◆ **PAGE**:
Before the assets of the deceased's estate can be distributed to beneficiaries, the funeral expenses may need to be paid. The person who organises the funeral (usually the executor) is responsible for paying the invoice. Some banks are able to pay funeral costs directly from the deceased's bank account once they have received the tax invoice. If this is not possible, an executor may need to pay the funeral costs upfront but will be entitled to be repaid before other creditors are paid. A testator may state in their will how the funeral expenses are to be paid.
Creditors of an estate must wait until the assets of the estate are available to the executor or administrator and reasonable funeral and testamentary expenses are paid before they may receive payment.
The will usually states which part of the estate must be used to pay the debts, including the funeral expenses. Usually the residuary estate (those assets not specifically left to a particular person) is used for this purpose. If the residuary estate is insufficient to pay the debts, other specific gifts in the will may be used to bear these costs proportionately. There is a particular order for payment of debts in these circumstances.
If the deceased had more debts than assets, administration of the estate will not follow the usual course. In these circumstances:
Sometimes the proceeds of the deceased's life insurance policies are preserved from the bankruptcy. If so, they are distributed according to the will or the intestacy rules. Whether this is possible depends on whose life is actually insured, the type of risk insured against and how long the policy has been in force before the date of bankruptcy. Of course, if the policy does not belong to the deceased, the proceeds are not available for the deceased's creditors. They would belong to the owner of the policy. If, for example, the spouse has insured the life of the deceased, the spouse will be entitled to the policy proceeds.
When an estate is very small, there may be no need to obtain a grant of probate or letters of administration. This depends on the amount of the estate, how the money is held, and certainty about the existence and operation of a will. It also depends on whether or not it is possible to get hold of the deceased's assets without a grant of probate or letters of administration. Where this is not possible, the procedures for dealing with an estate must be followed. Where it is possible, there is no need to employ a lawyer, although sometimes it may be helpful. It is not possible to say precisely when a grant of probate or letters of administration are not needed. The following is a guide only.
The Australian Death Notification Service notifies participating organisations (such as certain banks, utilities providers and superannuation companies) that someone has died. It is a free federal government initiative to help people get in touch with multiple organisations using a single online notification. Before using the service, the death needs to have been registered with the Registrar of Births, Deaths and Marriages (Consumer and Business Services). The service only works where the certificate matches the details provided to the record.
From 1 January 2025, the Public Trustee may administer a small estate (an estate valued at $100,000 or less that does not include real property) without needing to apply to the Supreme Court for probate or letters of administration. Once the Public Trustee has given notice to the Registrar of Probates and published notice in the Government Gazette and on its website, the Public Trustee will be taken to have been granted probate or administration (as the case may be) [Succession Act 2023 (SA) s 73].
If the deceased had a bank account, the bank may require probate or letters of administration before the executor can close the account. It is worth asking the financial institution to see whether money can be released without probate or letters of administration. Requirements vary from institution to institution and it depends on the value of the estate.

◆ **Entries pointing to named objects**:
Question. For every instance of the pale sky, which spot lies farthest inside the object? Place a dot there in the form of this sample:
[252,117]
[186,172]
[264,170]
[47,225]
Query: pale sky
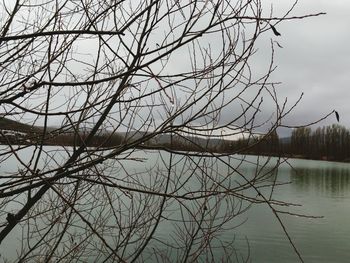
[315,60]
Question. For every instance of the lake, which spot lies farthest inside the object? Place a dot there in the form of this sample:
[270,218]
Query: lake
[321,188]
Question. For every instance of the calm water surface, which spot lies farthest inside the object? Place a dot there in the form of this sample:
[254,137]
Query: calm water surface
[322,188]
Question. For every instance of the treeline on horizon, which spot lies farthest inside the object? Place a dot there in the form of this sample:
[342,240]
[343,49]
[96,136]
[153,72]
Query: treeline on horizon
[325,143]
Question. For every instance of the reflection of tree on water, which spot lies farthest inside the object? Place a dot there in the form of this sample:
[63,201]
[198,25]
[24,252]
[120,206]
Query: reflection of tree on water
[324,180]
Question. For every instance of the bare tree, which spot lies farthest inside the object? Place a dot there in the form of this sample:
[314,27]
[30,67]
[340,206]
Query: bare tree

◆ **INSTRUCTION 1**: From the passage on deceased estates, write out the text from "The Australian Death" to "to the record.".
◆ **INSTRUCTION 2**:
Answer these questions using the passage on deceased estates:
(a) Who is responsible for paying the funeral invoice?
(b) What is the maximum value of a small estate that the Public Trustee may administer from 1 January 2025?
(c) With whom must a death be registered before the Australian Death Notification Service can be used?
◆ **INSTRUCTION 3**: Continue the passage on deceased estates after its final sentence.

◆ **ANSWER 1**:
The Australian Death Notification Service notifies participating organisations (such as certain banks, utilities providers and superannuation companies) that someone has died. It is a free federal government initiative to help people get in touch with multiple organisations using a single online notification. Before using the service, the death needs to have been registered with the Registrar of Births, Deaths and Marriages (Consumer and Business Services). The service only works where the certificate matches the details provided to the record.

◆ **ANSWER 2**:
(a) The person who organizes the funeral, usually the executor.
(b) $100,000, and the estate must not include real property.
(c) The Registrar of Births, Deaths and Marriages (Consumer and Business Services).

◆ **ANSWER 3**:
From 1 January 2025, the Succession Act 2023 (SA) expressly permits a person or institution holding $15,000 or less in cash or property belonging to the deceased to pay the money or transfer the property to a surviving spouse, domestic partner or child of the deceased without a grant of probate or administration [s 100].
If an account is in the deceased's name only, financial institutions may permit the release of funds to cover funeral expenses, or may be able to pay funeral costs directly when provided with a tax invoice.
Money held in a joint account automatically goes to the surviving account holder when the other account holders dies.
Where the deceased owned a house or land or an interest in a house or land (such as a mortgage or lease), in their name only, a grant of probate or letters of administration will be needed. This also applies where the deceased owned an interest in land as a tenant in common.
No grant of probate is required to deal with a house or land owned as a joint tenant. A surviving joint tenant automatically owns the whole property when the other joint tenant dies. The deceased person's interest does not form part of the deceased estate and cannot be left to someone in a will.
Despite this automatic operation, the death must be noted on the certificate of title to the property before any further dealing with the property can take place. The surviving joint tenant must lodge an Application to Register Death with Land Services SA, on the form prescribed by the Register-General.
It is strongly advised that a conveyancer or lawyer prepare and lodge the application, because the identity of the surviving joint tenant must be verified as part of the application. There is a fee to lodge the form.
A grant of probate or letters of administration is not usually needed to transfer the registration of a motor vehicle from a deceased person to a beneficiary. An application for transfer of ownership form must be lodged with Registration and Licensing.
A fee is usually payable for the transfer of registration but a beneficiary who inherits a vehicle may be eligible for a reduction or exemption of stamp duty. They will usually need to provide evidence of their entitlement to the vehicle (such as by providing a copy of the will) and a completed application for an exemption from stamp duty. See the Department for Infrastructure and Transport's online information to learn more.
Generally there is no special procedure required for the transfer of personal goods, belongings and sentimental items.
Many people have life insurance policies that mature on their death. Generally, insurance companies are prepared to pay out on these policies without a grant of probate or letters of administration when the sum is below a certain amount. Check with the applicable insurance company.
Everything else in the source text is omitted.